Quoted passage:
◇ ◇ ◇ ◇ ◇ ◇ ◇

Three sets of input data are provided by way of example:

  • R9.4.1 DNA, 1497098 chunks of 2000 samples
    • r941_dna/chunks.hdf5
    • r941_dna/chunks.fa
  • R9.4.1 RNA, 44735 chunks of 10000 samples
    • r941_rna/chunks.hdf5
    • r941_rna/chunks.fa
  • R10 DNA, 498224 chunks of 2000 samples
    • r10_dna/chunks.hdf5
    • r10_dna/chunks.fa

Warning

R10 data is from a prelease version. The exact pore and chemistry may change before commercial release

Obtaining data

Sample chunk files are stored on Amazon S3 and can be easily downloaded like, for example:

wget  https://s3-eu-west-1.amazonaws.com/ont-research/taiyaki_abinitio.tar.gz
# On some platforms, curl may be installed instead of wget
# curl -O https://s3-eu-west-1.amazonaws.com/ont-research/taiyaki_abinitio.tar.gz
tar zxvf taiyaki_abinitio.tar.gz
cd taiyaki_abinitio

Unpacking the taiyaki_abinitio.tar.gz archive creates a directory taiyaki_abinitio containing the files needed for this walk through. An additional directory taiyaki_abinitio/intermediate_files contains examples of the outputs that will be created.

Obtain and install Taiyaki

Download the Taiyaki software and install into a Python virtual environment. For further information, see https://github.com/nanoporetech/taiyaki

git clone https://github.com/nanoporetech/taiyaki
(cd taiyaki && make install)
source taiyaki/venv/activate

The remainder of this walk-through assumes that the working directory is taiyaki_abinitio, containing the data to train from, and that the taiyaki virtual environment is activated.

Training

Training is as simple as:

train_abinitio.py --device 0 mGru_flipflop.py signal_chunks.hdf5 references.fa
--device Run training on GPU 0
mGru_flipflop.py Model description file, see taiyaki/models
signal_chunks.hdf5 Signal chunk file, formatted as described in Chunk format.
references.fa Per-chunk reference sequence

A Makefile is provided to demonstrate training for the example data sets provided.

#  Run all examples
make all
#  Run single example.  Possible examples r941_dna, r941_rna, or r10_dna
make r941_dna/training

Chunk format

Chunks are stored in a HDF5 file as a single 2D array, chunks x samples.

◇ ◇ ◇ ◇ ◇ ◇ ◇

Dataset content:
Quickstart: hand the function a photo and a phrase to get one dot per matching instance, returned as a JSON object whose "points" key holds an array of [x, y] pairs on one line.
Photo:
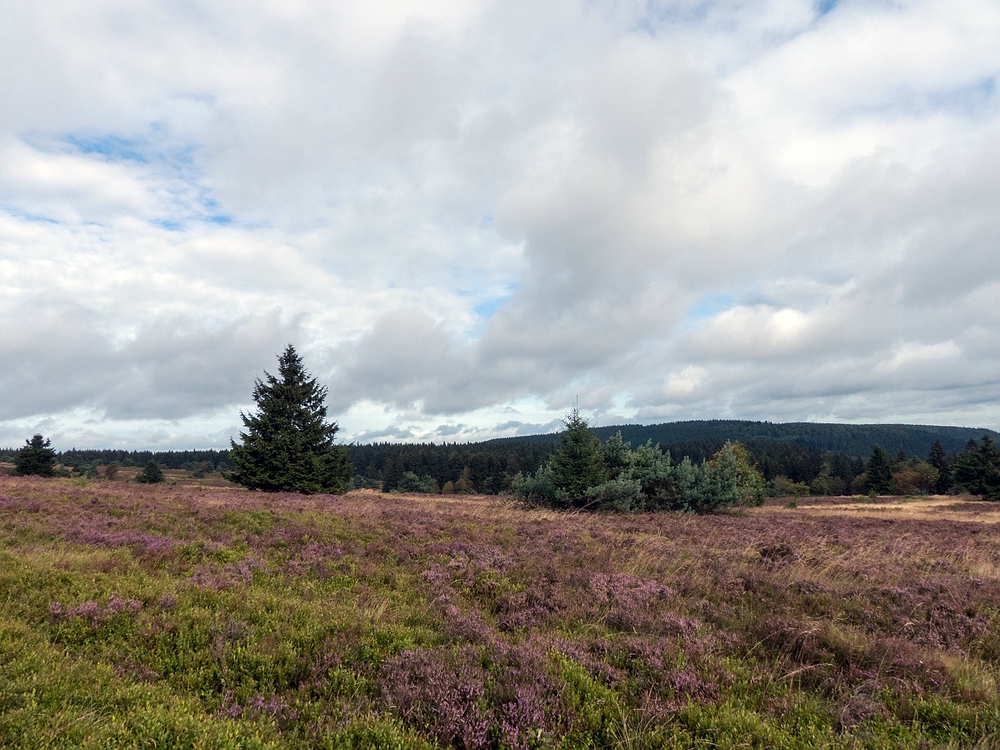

◇ ◇ ◇ ◇ ◇ ◇ ◇

Tasks:
a) Put this sentence from the Taiyaki walkthrough into Spanish: "Unpacking the taiyaki_abinitio.tar.gz archive creates a directory taiyaki_abinitio containing the files needed for this walk through."
b) Print the part of the Taiyaki walkthrough starting with "Unpacking the taiyaki_abinitio.tar.gz" and going on through "taiyaki && make install)".
Work only from the Taiyaki walkthrough above.

Responses in order:
a) Al descomprimir el archivo taiyaki_abinitio.tar.gz se crea un directorio taiyaki_abinitio que contiene los archivos necesarios para esta guía.

b)
Unpacking the taiyaki_abinitio.tar.gz archive creates a directory taiyaki_abinitio containing the files needed for this walk through. An additional directory taiyaki_abinitio/intermediate_files contains examples of the outputs that will be created.

Obtain and install Taiyaki

Download the Taiyaki software and install into a Python virtual environment. For further information, see https://github.com/nanoporetech/taiyaki

git clone https://github.com/nanoporetech/taiyaki
(cd taiyaki && make install)